Task to complete » Each line from the one that contains "Box rowboat. Expected" through the end of the entries should be repeated exactly, with nothing added.

Data supplied »
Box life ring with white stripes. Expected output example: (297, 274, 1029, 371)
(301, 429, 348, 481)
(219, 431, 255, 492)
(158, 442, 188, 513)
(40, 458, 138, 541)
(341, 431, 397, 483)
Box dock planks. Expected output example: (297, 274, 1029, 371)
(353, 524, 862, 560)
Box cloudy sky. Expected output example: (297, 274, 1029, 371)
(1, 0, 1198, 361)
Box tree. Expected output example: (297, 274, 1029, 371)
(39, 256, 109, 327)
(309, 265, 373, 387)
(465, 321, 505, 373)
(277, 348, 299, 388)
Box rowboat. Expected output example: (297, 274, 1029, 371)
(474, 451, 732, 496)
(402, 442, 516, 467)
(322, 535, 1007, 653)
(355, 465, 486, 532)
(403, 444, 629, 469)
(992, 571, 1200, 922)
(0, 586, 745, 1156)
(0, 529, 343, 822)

Finished task »
Box rowboat. Expected output example: (297, 274, 1029, 371)
(474, 451, 732, 496)
(402, 442, 516, 467)
(322, 535, 1007, 653)
(355, 465, 486, 532)
(403, 444, 629, 469)
(992, 571, 1200, 922)
(0, 586, 745, 1156)
(0, 529, 343, 822)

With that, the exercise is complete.